§ PROVIDED DATA:

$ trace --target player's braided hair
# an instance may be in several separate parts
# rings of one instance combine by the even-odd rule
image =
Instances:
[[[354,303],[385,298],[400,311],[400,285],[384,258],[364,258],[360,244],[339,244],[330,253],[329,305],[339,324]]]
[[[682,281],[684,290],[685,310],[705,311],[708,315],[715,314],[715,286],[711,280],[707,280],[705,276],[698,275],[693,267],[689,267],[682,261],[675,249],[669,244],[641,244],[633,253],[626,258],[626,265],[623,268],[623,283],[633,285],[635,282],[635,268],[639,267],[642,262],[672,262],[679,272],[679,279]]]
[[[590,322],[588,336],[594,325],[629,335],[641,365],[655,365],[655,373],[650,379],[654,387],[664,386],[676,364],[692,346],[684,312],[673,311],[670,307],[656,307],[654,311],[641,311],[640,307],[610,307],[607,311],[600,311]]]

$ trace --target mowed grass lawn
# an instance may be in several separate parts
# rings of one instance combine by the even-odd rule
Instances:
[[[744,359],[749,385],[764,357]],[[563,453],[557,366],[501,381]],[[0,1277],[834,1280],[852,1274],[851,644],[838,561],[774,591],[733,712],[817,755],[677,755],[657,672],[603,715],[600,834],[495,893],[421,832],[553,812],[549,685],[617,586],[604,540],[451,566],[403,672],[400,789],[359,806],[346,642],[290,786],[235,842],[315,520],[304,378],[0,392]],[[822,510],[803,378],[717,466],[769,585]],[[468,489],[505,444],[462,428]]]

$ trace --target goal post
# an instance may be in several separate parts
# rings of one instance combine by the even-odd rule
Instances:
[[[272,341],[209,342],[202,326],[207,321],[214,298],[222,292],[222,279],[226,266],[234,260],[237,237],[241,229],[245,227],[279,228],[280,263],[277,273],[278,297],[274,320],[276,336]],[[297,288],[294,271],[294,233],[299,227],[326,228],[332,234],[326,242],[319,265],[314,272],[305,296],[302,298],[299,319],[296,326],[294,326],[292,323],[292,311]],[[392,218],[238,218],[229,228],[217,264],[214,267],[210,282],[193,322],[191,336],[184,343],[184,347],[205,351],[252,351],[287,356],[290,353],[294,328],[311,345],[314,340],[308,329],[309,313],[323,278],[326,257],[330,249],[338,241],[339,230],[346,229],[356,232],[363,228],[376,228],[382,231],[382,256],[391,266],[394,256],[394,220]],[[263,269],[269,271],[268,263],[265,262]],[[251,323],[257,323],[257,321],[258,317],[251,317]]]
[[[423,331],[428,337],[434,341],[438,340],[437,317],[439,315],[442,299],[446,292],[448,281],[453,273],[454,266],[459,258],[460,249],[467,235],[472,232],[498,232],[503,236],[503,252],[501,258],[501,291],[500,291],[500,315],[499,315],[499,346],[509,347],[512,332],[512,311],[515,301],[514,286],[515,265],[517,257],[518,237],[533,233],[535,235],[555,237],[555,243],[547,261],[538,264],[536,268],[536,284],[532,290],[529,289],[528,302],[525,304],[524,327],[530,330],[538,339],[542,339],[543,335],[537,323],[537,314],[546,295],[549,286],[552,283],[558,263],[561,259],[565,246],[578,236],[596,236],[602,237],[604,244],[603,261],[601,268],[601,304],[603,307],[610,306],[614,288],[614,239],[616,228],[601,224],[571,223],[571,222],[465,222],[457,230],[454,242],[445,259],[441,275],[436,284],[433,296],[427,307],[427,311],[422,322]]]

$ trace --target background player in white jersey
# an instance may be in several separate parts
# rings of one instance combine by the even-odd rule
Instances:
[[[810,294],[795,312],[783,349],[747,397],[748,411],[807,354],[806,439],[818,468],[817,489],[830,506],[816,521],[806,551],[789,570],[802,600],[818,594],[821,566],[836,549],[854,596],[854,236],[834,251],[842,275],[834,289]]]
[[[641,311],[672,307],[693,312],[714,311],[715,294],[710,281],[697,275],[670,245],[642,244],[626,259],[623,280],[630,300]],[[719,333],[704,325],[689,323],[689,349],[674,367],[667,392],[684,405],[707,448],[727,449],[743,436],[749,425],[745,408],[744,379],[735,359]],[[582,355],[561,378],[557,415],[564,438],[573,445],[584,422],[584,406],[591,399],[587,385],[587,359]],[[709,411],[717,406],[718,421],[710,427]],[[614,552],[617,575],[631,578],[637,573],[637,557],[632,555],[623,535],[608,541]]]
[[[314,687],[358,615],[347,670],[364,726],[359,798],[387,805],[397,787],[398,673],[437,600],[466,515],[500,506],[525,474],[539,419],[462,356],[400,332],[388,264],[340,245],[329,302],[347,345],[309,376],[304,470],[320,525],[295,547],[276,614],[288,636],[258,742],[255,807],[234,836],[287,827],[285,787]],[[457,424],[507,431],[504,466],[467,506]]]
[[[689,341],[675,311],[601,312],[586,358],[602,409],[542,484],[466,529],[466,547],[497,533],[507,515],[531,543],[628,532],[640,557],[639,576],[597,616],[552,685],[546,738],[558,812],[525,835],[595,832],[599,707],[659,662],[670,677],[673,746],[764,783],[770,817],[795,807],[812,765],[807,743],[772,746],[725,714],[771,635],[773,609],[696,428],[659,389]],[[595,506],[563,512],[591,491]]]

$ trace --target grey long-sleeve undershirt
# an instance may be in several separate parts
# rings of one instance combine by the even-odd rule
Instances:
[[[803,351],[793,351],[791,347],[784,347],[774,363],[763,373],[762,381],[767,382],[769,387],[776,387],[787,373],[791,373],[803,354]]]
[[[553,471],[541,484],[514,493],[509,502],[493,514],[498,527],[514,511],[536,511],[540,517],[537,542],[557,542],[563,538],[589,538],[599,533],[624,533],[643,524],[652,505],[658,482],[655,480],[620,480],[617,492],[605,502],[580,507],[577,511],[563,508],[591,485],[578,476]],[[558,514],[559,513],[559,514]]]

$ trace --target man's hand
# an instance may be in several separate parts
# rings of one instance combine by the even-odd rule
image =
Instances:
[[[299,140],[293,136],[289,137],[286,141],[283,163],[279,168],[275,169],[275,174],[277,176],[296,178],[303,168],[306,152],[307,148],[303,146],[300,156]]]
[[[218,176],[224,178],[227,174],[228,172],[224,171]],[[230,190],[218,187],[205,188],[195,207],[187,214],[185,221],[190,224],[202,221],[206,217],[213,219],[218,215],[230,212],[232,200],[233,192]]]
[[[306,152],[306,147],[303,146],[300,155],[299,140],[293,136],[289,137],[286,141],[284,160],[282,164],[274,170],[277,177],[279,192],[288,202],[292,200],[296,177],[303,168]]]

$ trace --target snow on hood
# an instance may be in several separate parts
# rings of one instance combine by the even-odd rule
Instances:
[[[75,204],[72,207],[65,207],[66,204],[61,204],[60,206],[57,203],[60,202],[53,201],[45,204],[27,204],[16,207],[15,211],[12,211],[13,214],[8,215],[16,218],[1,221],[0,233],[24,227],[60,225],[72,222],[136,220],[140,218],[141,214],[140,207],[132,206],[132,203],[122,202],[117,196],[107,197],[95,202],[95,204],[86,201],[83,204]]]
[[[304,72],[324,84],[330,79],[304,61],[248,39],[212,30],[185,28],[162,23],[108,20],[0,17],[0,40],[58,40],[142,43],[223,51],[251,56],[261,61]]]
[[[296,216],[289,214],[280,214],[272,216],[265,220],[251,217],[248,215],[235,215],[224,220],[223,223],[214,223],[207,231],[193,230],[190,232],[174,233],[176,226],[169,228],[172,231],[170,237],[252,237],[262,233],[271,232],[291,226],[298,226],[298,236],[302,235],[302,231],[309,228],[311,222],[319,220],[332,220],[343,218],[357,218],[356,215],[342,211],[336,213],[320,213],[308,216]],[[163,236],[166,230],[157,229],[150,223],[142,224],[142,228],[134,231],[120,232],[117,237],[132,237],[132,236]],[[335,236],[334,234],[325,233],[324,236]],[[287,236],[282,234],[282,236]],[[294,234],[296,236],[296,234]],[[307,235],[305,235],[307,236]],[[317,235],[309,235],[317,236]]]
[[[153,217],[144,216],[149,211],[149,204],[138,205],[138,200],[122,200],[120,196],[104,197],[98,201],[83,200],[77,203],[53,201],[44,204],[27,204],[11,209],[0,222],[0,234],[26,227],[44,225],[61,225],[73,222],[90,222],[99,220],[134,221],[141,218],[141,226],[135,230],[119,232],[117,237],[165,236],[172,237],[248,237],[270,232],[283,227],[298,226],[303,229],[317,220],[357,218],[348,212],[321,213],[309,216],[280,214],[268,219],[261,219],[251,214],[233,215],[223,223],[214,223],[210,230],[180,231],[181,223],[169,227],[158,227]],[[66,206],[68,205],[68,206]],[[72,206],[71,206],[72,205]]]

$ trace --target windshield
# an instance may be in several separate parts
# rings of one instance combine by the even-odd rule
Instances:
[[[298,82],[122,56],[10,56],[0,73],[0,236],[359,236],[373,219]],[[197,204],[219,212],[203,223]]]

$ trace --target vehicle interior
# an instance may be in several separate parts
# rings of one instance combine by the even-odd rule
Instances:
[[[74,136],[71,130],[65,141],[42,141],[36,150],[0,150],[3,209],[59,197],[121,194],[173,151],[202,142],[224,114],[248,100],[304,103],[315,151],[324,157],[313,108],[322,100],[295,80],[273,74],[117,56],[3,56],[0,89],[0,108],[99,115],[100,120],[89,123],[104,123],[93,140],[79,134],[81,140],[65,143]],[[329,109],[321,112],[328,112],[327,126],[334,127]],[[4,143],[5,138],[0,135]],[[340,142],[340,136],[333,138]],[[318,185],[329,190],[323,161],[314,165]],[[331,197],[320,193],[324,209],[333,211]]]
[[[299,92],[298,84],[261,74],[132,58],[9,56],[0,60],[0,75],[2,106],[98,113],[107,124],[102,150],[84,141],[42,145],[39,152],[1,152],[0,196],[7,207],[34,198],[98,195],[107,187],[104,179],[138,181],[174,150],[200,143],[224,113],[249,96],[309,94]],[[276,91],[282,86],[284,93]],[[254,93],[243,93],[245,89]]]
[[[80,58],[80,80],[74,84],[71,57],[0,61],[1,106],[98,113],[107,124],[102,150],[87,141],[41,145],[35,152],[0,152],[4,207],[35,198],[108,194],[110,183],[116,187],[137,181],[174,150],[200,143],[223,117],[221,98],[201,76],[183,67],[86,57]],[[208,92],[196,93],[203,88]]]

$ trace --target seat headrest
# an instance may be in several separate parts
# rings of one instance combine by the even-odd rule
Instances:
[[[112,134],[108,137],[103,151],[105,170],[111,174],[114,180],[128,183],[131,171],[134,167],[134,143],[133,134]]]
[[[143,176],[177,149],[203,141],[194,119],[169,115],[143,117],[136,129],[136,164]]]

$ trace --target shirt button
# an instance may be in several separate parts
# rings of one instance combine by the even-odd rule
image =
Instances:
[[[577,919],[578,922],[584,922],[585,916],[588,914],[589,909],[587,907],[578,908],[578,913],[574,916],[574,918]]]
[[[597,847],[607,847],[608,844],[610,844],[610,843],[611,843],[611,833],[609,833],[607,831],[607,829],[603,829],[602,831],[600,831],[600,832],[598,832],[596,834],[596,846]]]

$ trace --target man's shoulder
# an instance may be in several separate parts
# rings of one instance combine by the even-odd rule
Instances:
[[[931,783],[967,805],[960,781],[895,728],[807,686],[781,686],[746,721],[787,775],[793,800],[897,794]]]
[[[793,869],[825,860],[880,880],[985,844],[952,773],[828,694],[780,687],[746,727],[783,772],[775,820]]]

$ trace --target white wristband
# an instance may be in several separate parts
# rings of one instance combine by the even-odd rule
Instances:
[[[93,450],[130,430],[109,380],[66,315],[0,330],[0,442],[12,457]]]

§ WHAT TO PRODUCE: If a line in the entries above contains the word "player", count it, and give only the final number.

§ TASK RESULT: 2